==== SUPPLIED PASSAGE ====

Steps of the phylogenetic analysis

Compilation of sequence dataset

Alignment

Determination of substitution model

Tree building

Tree evaluation

Nucleotide Substitution Models

"All models are wrong but some are useful" (George Box, 1979)

As we have seen in Class 19, p-distance is not an accurate way to estimate a number of substitutions between two sequences.

The simplest nucleotide substitution model is Jukes-Cantor model (a.k.a. JC69), which assumes that every nucleotide can be substituted with any other nucleotide with equal probability and all four bases occur with the same frequency (=0.25). This model has only one parameter (substitution rate α).

Fig. Nucleotide substitutions [Source].

If variable base composition allowed (usually estimated from the alignment), JC69 model is transformed into Felsenstein 1981 model (F81).

Table 7.2 in the supp. textbook gives a good summary of different substitution models for nucleotide sequences.

Alternatively, if transitions and transversions are distinguished, JC69 model becomes Kimura 2 parameter model (K2P or K80), two parameters being rates of transitions and transversions.

==== SOURCE DATA ====

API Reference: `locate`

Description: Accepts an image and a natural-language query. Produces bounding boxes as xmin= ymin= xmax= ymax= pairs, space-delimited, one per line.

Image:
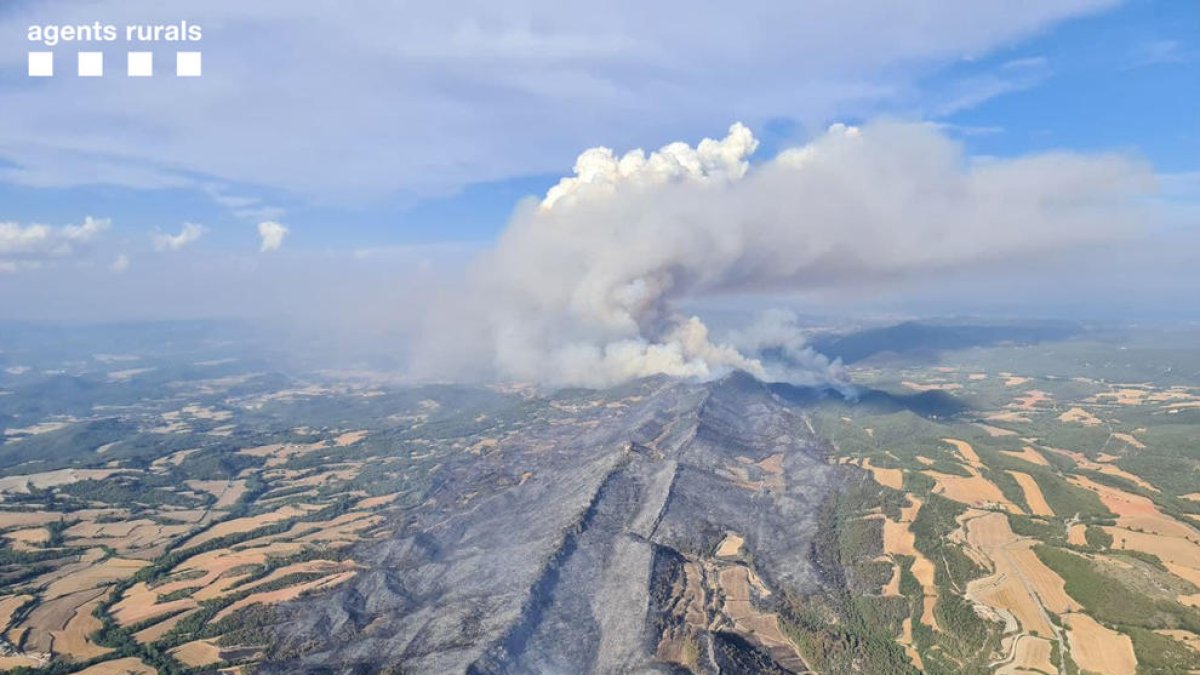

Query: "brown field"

xmin=133 ymin=610 xmax=194 ymax=645
xmin=181 ymin=504 xmax=306 ymax=548
xmin=238 ymin=441 xmax=326 ymax=466
xmin=0 ymin=468 xmax=127 ymax=492
xmin=1046 ymin=448 xmax=1159 ymax=492
xmin=4 ymin=527 xmax=50 ymax=551
xmin=42 ymin=557 xmax=149 ymax=601
xmin=1063 ymin=613 xmax=1138 ymax=675
xmin=0 ymin=655 xmax=47 ymax=671
xmin=1112 ymin=431 xmax=1146 ymax=450
xmin=896 ymin=616 xmax=925 ymax=670
xmin=170 ymin=640 xmax=221 ymax=668
xmin=113 ymin=542 xmax=302 ymax=626
xmin=20 ymin=589 xmax=106 ymax=652
xmin=1058 ymin=408 xmax=1102 ymax=426
xmin=996 ymin=635 xmax=1058 ymax=675
xmin=976 ymin=422 xmax=1016 ymax=438
xmin=54 ymin=593 xmax=113 ymax=661
xmin=1008 ymin=471 xmax=1054 ymax=516
xmin=187 ymin=480 xmax=246 ymax=509
xmin=1009 ymin=389 xmax=1054 ymax=411
xmin=882 ymin=495 xmax=938 ymax=629
xmin=922 ymin=467 xmax=1022 ymax=513
xmin=984 ymin=411 xmax=1030 ymax=424
xmin=0 ymin=596 xmax=34 ymax=632
xmin=1067 ymin=522 xmax=1087 ymax=546
xmin=862 ymin=458 xmax=904 ymax=490
xmin=0 ymin=510 xmax=62 ymax=530
xmin=1000 ymin=446 xmax=1050 ymax=466
xmin=1069 ymin=476 xmax=1200 ymax=539
xmin=716 ymin=565 xmax=808 ymax=670
xmin=1154 ymin=628 xmax=1200 ymax=653
xmin=212 ymin=571 xmax=358 ymax=622
xmin=942 ymin=438 xmax=983 ymax=467
xmin=334 ymin=431 xmax=367 ymax=448
xmin=716 ymin=532 xmax=745 ymax=557
xmin=354 ymin=492 xmax=400 ymax=510
xmin=900 ymin=380 xmax=962 ymax=392
xmin=76 ymin=656 xmax=158 ymax=675
xmin=964 ymin=510 xmax=1081 ymax=635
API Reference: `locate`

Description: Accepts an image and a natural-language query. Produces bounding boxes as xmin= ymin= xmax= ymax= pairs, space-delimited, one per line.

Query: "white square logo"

xmin=175 ymin=52 xmax=200 ymax=77
xmin=29 ymin=52 xmax=54 ymax=77
xmin=79 ymin=52 xmax=104 ymax=77
xmin=126 ymin=52 xmax=154 ymax=77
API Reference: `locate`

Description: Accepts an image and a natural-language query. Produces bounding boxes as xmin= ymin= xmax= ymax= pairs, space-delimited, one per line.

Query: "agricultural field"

xmin=0 ymin=317 xmax=1200 ymax=675
xmin=0 ymin=324 xmax=549 ymax=674
xmin=812 ymin=324 xmax=1200 ymax=674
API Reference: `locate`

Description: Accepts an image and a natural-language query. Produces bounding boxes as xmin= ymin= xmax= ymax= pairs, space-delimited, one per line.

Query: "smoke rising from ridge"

xmin=418 ymin=123 xmax=1152 ymax=388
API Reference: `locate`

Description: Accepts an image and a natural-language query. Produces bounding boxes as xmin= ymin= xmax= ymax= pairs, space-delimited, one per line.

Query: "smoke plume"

xmin=419 ymin=123 xmax=1151 ymax=388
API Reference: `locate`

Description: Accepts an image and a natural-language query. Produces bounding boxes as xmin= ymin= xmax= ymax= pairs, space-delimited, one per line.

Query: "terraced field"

xmin=0 ymin=321 xmax=1200 ymax=675
xmin=814 ymin=338 xmax=1200 ymax=674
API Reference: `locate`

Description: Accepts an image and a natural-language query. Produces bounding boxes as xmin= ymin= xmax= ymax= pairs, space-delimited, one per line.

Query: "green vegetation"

xmin=1033 ymin=544 xmax=1200 ymax=632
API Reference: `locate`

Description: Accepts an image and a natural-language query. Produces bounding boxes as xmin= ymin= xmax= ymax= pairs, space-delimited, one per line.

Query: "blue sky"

xmin=0 ymin=0 xmax=1200 ymax=317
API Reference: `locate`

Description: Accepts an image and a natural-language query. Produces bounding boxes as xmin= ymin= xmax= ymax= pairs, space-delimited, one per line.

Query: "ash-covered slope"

xmin=263 ymin=375 xmax=835 ymax=673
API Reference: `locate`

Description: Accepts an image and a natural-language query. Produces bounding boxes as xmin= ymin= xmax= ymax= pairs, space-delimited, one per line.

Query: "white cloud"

xmin=258 ymin=220 xmax=288 ymax=253
xmin=154 ymin=222 xmax=208 ymax=251
xmin=0 ymin=216 xmax=109 ymax=273
xmin=416 ymin=118 xmax=1153 ymax=386
xmin=0 ymin=0 xmax=1116 ymax=196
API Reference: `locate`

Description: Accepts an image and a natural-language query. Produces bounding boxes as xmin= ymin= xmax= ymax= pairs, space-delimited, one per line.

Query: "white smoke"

xmin=419 ymin=123 xmax=1150 ymax=387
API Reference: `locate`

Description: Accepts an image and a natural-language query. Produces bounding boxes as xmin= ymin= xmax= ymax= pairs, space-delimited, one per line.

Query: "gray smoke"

xmin=419 ymin=123 xmax=1152 ymax=388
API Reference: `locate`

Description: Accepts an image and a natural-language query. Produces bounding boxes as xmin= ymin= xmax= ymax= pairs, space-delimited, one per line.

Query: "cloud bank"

xmin=258 ymin=220 xmax=288 ymax=253
xmin=0 ymin=0 xmax=1117 ymax=196
xmin=416 ymin=123 xmax=1152 ymax=387
xmin=154 ymin=222 xmax=208 ymax=251
xmin=0 ymin=216 xmax=109 ymax=273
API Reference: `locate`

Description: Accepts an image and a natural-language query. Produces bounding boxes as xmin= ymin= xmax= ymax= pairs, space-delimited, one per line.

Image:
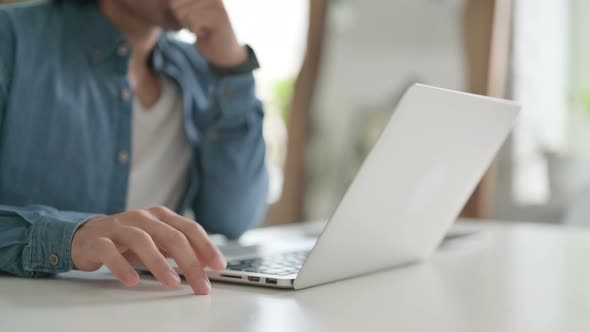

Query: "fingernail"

xmin=197 ymin=279 xmax=211 ymax=295
xmin=164 ymin=271 xmax=180 ymax=287
xmin=213 ymin=256 xmax=227 ymax=270
xmin=124 ymin=273 xmax=138 ymax=286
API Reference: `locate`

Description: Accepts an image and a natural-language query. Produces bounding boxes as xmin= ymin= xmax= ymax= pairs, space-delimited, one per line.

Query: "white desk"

xmin=0 ymin=223 xmax=590 ymax=332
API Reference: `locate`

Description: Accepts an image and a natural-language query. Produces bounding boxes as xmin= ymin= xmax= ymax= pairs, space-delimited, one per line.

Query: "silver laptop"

xmin=188 ymin=85 xmax=519 ymax=289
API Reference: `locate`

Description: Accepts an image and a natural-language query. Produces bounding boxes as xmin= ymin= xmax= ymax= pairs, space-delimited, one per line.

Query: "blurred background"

xmin=5 ymin=0 xmax=590 ymax=226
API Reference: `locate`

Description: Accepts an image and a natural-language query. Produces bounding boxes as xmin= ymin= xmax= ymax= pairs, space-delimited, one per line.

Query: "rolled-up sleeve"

xmin=0 ymin=205 xmax=99 ymax=277
xmin=194 ymin=74 xmax=268 ymax=238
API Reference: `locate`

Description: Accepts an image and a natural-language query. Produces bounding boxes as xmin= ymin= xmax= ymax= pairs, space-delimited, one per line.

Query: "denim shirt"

xmin=0 ymin=2 xmax=268 ymax=277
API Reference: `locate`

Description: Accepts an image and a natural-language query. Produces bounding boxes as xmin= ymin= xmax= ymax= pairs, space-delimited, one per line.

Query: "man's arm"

xmin=193 ymin=74 xmax=268 ymax=238
xmin=171 ymin=0 xmax=268 ymax=238
xmin=0 ymin=205 xmax=96 ymax=277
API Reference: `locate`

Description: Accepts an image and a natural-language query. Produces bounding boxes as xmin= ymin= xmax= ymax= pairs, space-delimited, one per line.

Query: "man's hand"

xmin=72 ymin=207 xmax=227 ymax=295
xmin=170 ymin=0 xmax=248 ymax=68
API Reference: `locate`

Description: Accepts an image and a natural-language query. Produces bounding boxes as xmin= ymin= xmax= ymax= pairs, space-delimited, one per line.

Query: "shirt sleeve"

xmin=193 ymin=74 xmax=268 ymax=238
xmin=0 ymin=9 xmax=15 ymax=127
xmin=0 ymin=205 xmax=99 ymax=277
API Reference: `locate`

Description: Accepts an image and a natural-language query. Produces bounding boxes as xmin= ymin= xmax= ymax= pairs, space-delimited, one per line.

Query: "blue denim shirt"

xmin=0 ymin=2 xmax=268 ymax=277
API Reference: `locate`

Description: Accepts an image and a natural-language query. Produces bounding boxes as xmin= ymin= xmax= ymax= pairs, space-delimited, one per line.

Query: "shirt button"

xmin=117 ymin=150 xmax=129 ymax=165
xmin=117 ymin=44 xmax=129 ymax=58
xmin=121 ymin=89 xmax=131 ymax=101
xmin=49 ymin=254 xmax=59 ymax=266
xmin=223 ymin=88 xmax=234 ymax=98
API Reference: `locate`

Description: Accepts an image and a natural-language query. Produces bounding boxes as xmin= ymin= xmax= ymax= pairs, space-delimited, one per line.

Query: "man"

xmin=0 ymin=0 xmax=268 ymax=294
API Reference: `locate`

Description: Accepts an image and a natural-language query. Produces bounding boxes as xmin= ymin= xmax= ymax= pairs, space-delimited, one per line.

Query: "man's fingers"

xmin=122 ymin=208 xmax=211 ymax=295
xmin=95 ymin=237 xmax=139 ymax=287
xmin=114 ymin=226 xmax=180 ymax=288
xmin=150 ymin=207 xmax=227 ymax=271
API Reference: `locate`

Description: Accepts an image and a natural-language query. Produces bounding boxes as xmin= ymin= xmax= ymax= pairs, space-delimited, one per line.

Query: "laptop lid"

xmin=294 ymin=84 xmax=519 ymax=289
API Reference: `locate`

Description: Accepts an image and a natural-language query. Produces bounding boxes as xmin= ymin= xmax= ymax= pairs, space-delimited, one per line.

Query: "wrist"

xmin=209 ymin=45 xmax=248 ymax=69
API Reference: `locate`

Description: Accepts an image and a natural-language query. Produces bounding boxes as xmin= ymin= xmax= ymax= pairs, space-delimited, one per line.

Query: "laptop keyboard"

xmin=227 ymin=251 xmax=309 ymax=276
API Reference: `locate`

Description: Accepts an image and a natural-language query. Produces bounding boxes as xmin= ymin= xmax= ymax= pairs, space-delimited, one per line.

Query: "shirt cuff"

xmin=23 ymin=212 xmax=101 ymax=273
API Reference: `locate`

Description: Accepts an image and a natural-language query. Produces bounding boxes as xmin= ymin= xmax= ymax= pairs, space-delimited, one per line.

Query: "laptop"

xmin=179 ymin=84 xmax=519 ymax=289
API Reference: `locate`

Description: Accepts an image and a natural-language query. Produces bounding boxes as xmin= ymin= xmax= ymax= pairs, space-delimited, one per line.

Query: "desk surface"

xmin=0 ymin=223 xmax=590 ymax=332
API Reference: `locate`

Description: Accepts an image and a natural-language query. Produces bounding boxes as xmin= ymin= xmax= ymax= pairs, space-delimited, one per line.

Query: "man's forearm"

xmin=0 ymin=205 xmax=96 ymax=277
xmin=194 ymin=75 xmax=268 ymax=238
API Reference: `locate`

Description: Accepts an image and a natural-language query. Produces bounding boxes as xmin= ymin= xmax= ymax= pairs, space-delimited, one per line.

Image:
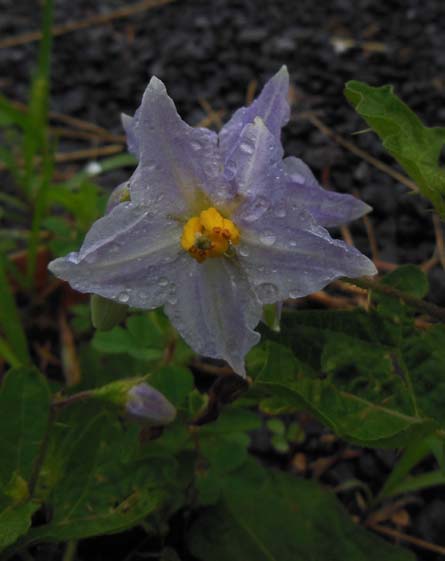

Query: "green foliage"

xmin=256 ymin=343 xmax=437 ymax=447
xmin=0 ymin=257 xmax=30 ymax=366
xmin=189 ymin=462 xmax=414 ymax=561
xmin=345 ymin=80 xmax=445 ymax=216
xmin=27 ymin=405 xmax=170 ymax=543
xmin=0 ymin=368 xmax=50 ymax=552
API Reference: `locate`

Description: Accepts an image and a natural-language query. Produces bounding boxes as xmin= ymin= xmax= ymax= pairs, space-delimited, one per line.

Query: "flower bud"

xmin=126 ymin=382 xmax=176 ymax=426
xmin=105 ymin=181 xmax=131 ymax=214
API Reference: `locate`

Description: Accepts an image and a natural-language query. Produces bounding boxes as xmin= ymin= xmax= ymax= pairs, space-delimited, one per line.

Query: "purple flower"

xmin=50 ymin=67 xmax=376 ymax=375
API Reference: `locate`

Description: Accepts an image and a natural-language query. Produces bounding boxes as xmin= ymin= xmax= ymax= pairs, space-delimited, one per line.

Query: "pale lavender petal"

xmin=237 ymin=206 xmax=377 ymax=304
xmin=224 ymin=117 xmax=283 ymax=206
xmin=105 ymin=181 xmax=130 ymax=214
xmin=49 ymin=203 xmax=183 ymax=309
xmin=164 ymin=256 xmax=262 ymax=376
xmin=219 ymin=66 xmax=290 ymax=157
xmin=126 ymin=77 xmax=225 ymax=215
xmin=283 ymin=156 xmax=372 ymax=228
xmin=121 ymin=113 xmax=139 ymax=159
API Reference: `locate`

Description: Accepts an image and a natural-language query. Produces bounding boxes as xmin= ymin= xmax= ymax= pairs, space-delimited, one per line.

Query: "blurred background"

xmin=0 ymin=0 xmax=445 ymax=304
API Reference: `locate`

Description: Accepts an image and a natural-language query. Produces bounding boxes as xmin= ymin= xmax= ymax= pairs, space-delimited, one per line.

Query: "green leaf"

xmin=26 ymin=404 xmax=168 ymax=543
xmin=256 ymin=343 xmax=437 ymax=447
xmin=0 ymin=502 xmax=39 ymax=553
xmin=148 ymin=366 xmax=194 ymax=408
xmin=345 ymin=80 xmax=445 ymax=216
xmin=0 ymin=368 xmax=50 ymax=551
xmin=188 ymin=465 xmax=414 ymax=561
xmin=90 ymin=294 xmax=128 ymax=331
xmin=379 ymin=436 xmax=445 ymax=499
xmin=0 ymin=367 xmax=50 ymax=490
xmin=0 ymin=257 xmax=30 ymax=365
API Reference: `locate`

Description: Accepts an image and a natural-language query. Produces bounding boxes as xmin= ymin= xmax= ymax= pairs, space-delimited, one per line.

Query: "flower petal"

xmin=224 ymin=117 xmax=283 ymax=204
xmin=165 ymin=257 xmax=262 ymax=376
xmin=237 ymin=206 xmax=377 ymax=304
xmin=219 ymin=66 xmax=290 ymax=162
xmin=121 ymin=113 xmax=139 ymax=160
xmin=283 ymin=156 xmax=372 ymax=228
xmin=127 ymin=77 xmax=222 ymax=214
xmin=49 ymin=203 xmax=183 ymax=309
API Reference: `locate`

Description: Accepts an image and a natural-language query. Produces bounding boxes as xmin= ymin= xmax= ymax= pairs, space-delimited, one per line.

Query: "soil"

xmin=0 ymin=0 xmax=445 ymax=560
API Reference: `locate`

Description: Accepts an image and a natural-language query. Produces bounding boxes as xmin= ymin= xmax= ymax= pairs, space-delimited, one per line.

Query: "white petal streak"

xmin=165 ymin=258 xmax=262 ymax=376
xmin=50 ymin=203 xmax=183 ymax=309
xmin=237 ymin=208 xmax=376 ymax=304
xmin=129 ymin=77 xmax=225 ymax=213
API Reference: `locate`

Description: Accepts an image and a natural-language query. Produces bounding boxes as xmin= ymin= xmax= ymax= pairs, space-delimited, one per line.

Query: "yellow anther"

xmin=181 ymin=207 xmax=239 ymax=263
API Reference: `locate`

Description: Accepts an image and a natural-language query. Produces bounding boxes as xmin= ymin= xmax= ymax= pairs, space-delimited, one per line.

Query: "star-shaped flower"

xmin=50 ymin=67 xmax=376 ymax=375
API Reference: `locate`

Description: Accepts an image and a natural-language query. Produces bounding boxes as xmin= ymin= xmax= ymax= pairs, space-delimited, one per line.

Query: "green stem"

xmin=28 ymin=407 xmax=56 ymax=499
xmin=342 ymin=278 xmax=445 ymax=323
xmin=62 ymin=540 xmax=77 ymax=561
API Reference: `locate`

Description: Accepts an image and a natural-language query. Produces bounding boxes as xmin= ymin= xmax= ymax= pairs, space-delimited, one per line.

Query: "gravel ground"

xmin=0 ymin=0 xmax=445 ymax=560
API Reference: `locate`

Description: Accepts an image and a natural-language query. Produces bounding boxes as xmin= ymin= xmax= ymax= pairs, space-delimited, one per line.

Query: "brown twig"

xmin=55 ymin=144 xmax=124 ymax=163
xmin=368 ymin=524 xmax=445 ymax=555
xmin=433 ymin=213 xmax=445 ymax=270
xmin=298 ymin=111 xmax=419 ymax=192
xmin=343 ymin=277 xmax=445 ymax=322
xmin=0 ymin=0 xmax=173 ymax=49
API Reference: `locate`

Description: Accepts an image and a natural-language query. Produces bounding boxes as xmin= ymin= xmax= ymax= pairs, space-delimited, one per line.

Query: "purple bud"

xmin=126 ymin=382 xmax=176 ymax=426
xmin=105 ymin=181 xmax=130 ymax=214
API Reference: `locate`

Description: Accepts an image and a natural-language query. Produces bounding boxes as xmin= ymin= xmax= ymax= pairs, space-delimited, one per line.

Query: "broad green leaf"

xmin=0 ymin=367 xmax=50 ymax=490
xmin=379 ymin=436 xmax=445 ymax=499
xmin=188 ymin=465 xmax=414 ymax=561
xmin=0 ymin=501 xmax=39 ymax=553
xmin=26 ymin=404 xmax=174 ymax=543
xmin=0 ymin=367 xmax=50 ymax=551
xmin=90 ymin=294 xmax=128 ymax=331
xmin=256 ymin=343 xmax=437 ymax=447
xmin=148 ymin=366 xmax=194 ymax=408
xmin=345 ymin=80 xmax=445 ymax=216
xmin=0 ymin=257 xmax=30 ymax=365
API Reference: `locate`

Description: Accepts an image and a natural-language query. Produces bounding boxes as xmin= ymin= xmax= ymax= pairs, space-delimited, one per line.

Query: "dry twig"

xmin=0 ymin=0 xmax=173 ymax=49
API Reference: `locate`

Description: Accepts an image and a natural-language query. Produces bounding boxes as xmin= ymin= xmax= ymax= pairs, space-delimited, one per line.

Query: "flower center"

xmin=181 ymin=207 xmax=239 ymax=263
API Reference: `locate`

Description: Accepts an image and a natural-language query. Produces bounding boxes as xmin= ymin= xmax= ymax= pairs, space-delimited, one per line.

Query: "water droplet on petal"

xmin=241 ymin=197 xmax=269 ymax=222
xmin=255 ymin=282 xmax=278 ymax=304
xmin=145 ymin=162 xmax=158 ymax=171
xmin=224 ymin=160 xmax=236 ymax=179
xmin=274 ymin=204 xmax=287 ymax=218
xmin=239 ymin=141 xmax=255 ymax=154
xmin=260 ymin=230 xmax=276 ymax=246
xmin=290 ymin=173 xmax=304 ymax=185
xmin=117 ymin=291 xmax=130 ymax=304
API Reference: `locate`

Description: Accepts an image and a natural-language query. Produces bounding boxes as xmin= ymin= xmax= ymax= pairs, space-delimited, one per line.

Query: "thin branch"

xmin=342 ymin=278 xmax=445 ymax=323
xmin=0 ymin=0 xmax=173 ymax=49
xmin=298 ymin=111 xmax=419 ymax=192
xmin=368 ymin=524 xmax=445 ymax=555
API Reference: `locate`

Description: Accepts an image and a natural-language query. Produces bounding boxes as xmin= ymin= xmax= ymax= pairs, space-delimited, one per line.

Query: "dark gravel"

====

• **ASSIGNMENT 1**:
How would you put this sentence from the substitution-model notes into Spanish: "This model has only one parameter (substitution rate α)."
• **ASSIGNMENT 2**:
Answer these from the substitution-model notes:
(a) Which model do the notes call the simplest nucleotide substitution model?
(b) Which model does JC69 become when transitions and transversions are distinguished?
(c) To whom, and to which year, is the quote "All models are wrong but some are useful" attributed?
• **ASSIGNMENT 3**:
Extract the stretch of the substitution-model notes from "As we have seen" through "1981 model (F81).", copying it character for character.

• **ANSWER BOX 1**:
Este modelo tiene un solo parámetro (tasa de sustitución α).

• **ANSWER BOX 2**:
(a) The Jukes-Cantor model (JC69).
(b) The Kimura 2 parameter model (K2P or K80).
(c) George Box, 1979.

• **ANSWER BOX 3**:
As we have seen in Class 19, p-distance is not an accurate way to estimate a number of substitutions between two sequences.

The simplest nucleotide substitution model is Jukes-Cantor model (a.k.a. JC69), which assumes that every nucleotide can be substituted with any other nucleotide with equal probability and all four bases occur with the same frequency (=0.25). This model has only one parameter (substitution rate α).

Fig. Nucleotide substitutions [Source].

If variable base composition allowed (usually estimated from the alignment), JC69 model is transformed into Felsenstein 1981 model (F81).